Did Robin Hood lead the barons against King John and force him to sign Magna Carta?
There is a theory that the legendary character of Robin Hood was drawn on Robert Fitzwalter, the leader of the rebel barons. And that Maid Marion was actually Fitzwalter's daughter Matilda, whom King John tried to seduce.
Another theory is that the real Robin Hood was Robert, Earl of Huntingdon. This Anglo-Saxon earl was dispossessed of his lands by the Norman ruler John.
King John appears in several Robin Hood stories as Prince John, who was then the regent to the real king, Richard the Lionheart, who had gone away to the Holy Land to fight in the Third Crusade.
The first mention of Robin Hood in literature was in the 14th century book Piers Plowman. In 1521, Scottish writer John Major placed him in Richard's (and thus John's) reign, and his adventures as having taken place during Richard's absence.
England was being 'mis-ruled' by John and his corrupt officers. One such corrupt officer was the Sheriff of Nottingham who is the principal villain in the Robin Hood tales. There is at least one Robin Hood tale in which Robin conducts a raid on the sheriff's premises when the sheriff is entertaining the King (presumably Prince John).
In the early 19th century, Walter Scott presented Robin Hood in his celebrated novel Ivanhoe as Robin of Locksley Hall, the son of a Saxon landowner who had been disinherited by England's new Norman kings. Scott's novel has, as its background theme, the clash between the land ownership laws which the native Saxons followed and the new system imposed by the Norman conquerors. Magna Carta is also very much about land laws.
Scott also presented Robin as a guerrilla who fought for the cause of Richard, thwarting the attempts by John to usurp the throne when Richard was away. Robin's actions, and those of the other guerrillas like him, are finally rewarded when Richard returns incognito to claim his rightful throne. (Ivanhoe has inspired a host of writers all around the English-speaking world, including India. One of the first novels written in Malayalam, and one of the finest historical novels written in that language till date, C.V. Raman Pillai's Marthanda Varma, was directly inspired by Ivanhoe.)
From the Robin Hood stories we also get an idea of what constituted law and justice those days and what constituted their breach. For instance, Robin is an outlaw who lived in the Sherwood Forest and hunted the king's deer, an illegal act. Interestingly, Clause 47 of Magna Carta says: “All forests that have been created in our [John's] reign shall at once be disafforested.” This means the king had created reserve forests as royal or state property, which had been distressing the people. The charter forced John to de-reserve them.
The Robin Hood tales often refer to the Sheriff of Nottingham forcibly taking away horses and carts from the people. Clause 30 of the charter says: “No sheriff, royal official, or other person shall take horses or carts for transport from any free man, without his consent.”

◆ **EXTRACTED MATERIAL**:
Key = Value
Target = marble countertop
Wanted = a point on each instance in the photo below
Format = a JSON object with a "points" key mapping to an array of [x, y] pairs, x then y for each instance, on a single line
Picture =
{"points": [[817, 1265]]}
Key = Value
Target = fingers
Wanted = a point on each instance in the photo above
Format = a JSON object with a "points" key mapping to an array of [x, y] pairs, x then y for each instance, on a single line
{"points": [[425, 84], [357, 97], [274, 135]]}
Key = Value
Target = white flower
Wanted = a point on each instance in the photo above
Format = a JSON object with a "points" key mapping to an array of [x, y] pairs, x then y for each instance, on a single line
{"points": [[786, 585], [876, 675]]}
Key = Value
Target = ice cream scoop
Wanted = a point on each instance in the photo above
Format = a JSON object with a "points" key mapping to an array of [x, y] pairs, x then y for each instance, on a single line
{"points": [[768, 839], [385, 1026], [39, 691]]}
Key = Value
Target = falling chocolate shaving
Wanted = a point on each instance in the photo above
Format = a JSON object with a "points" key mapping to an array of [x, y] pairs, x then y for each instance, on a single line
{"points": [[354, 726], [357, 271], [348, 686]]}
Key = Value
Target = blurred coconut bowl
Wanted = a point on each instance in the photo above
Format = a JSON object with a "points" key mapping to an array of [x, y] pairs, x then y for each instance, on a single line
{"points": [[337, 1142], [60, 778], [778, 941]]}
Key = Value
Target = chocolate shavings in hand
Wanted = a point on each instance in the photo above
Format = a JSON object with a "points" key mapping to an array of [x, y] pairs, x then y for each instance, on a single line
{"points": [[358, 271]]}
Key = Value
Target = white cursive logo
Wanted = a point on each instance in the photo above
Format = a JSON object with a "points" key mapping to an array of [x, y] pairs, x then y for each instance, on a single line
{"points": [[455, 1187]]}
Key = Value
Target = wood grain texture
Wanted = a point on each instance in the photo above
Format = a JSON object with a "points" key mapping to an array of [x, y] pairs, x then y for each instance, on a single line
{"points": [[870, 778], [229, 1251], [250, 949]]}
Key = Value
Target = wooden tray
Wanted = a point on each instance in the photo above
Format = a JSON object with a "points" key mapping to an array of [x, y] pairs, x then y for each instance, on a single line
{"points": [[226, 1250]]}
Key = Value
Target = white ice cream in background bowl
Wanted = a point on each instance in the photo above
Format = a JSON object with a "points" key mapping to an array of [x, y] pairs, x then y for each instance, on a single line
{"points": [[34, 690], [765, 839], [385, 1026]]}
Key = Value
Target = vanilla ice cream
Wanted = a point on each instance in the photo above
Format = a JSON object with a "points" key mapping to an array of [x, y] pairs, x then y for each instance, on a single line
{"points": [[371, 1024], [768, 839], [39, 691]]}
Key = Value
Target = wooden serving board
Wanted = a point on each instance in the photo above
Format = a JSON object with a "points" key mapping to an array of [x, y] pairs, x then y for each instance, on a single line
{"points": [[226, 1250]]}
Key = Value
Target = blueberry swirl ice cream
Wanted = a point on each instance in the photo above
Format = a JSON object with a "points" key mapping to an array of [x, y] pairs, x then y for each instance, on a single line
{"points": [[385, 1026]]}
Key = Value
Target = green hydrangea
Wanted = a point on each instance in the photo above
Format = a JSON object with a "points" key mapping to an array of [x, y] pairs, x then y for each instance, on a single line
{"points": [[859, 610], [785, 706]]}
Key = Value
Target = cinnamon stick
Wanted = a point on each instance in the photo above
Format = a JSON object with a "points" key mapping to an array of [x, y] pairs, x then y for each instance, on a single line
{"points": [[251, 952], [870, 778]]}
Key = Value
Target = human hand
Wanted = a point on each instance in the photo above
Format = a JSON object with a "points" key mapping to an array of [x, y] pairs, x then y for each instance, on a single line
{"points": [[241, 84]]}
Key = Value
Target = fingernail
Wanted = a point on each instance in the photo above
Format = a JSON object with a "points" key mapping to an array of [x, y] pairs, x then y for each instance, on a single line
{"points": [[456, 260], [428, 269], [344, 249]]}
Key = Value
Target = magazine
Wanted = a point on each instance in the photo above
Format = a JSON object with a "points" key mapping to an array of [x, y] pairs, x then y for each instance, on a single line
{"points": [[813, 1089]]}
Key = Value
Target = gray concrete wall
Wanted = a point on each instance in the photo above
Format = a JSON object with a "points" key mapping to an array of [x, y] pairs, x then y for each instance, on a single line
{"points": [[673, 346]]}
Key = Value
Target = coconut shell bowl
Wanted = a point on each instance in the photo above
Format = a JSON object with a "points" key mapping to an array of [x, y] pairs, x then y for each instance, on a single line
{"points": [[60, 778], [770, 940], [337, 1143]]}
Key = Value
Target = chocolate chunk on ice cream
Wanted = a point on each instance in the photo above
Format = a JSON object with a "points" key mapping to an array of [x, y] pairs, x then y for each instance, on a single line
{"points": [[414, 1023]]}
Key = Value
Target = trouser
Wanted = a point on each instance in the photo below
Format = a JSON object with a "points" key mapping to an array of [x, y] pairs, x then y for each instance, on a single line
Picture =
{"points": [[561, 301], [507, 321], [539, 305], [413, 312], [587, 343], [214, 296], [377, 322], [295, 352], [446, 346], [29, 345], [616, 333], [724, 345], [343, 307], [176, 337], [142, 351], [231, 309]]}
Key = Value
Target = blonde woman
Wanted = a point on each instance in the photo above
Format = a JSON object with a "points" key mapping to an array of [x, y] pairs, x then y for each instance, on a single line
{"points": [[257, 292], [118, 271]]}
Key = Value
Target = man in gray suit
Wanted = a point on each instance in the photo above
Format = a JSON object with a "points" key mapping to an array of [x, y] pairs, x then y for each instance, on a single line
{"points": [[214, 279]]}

◆ **SHORT PROBLEM**:
In the text on Robin Hood and Magna Carta, condense the paragraph beginning "From the Robin Hood stories we also get" into a short bulleted list that retains its main facts.

◆ **SOLUTION FOR THIS TASK**:
- The Robin Hood stories indicate what counted as law and justice at the time, and what counted as a breach of them.
- Robin was an outlaw living in Sherwood Forest who hunted the king's deer, an illegal act.
- Clause 47 of Magna Carta required that all forests created in John's reign be disafforested at once.
- The king had turned forests into reserves held as royal or state property, which distressed the people, and the charter forced John to de-reserve them.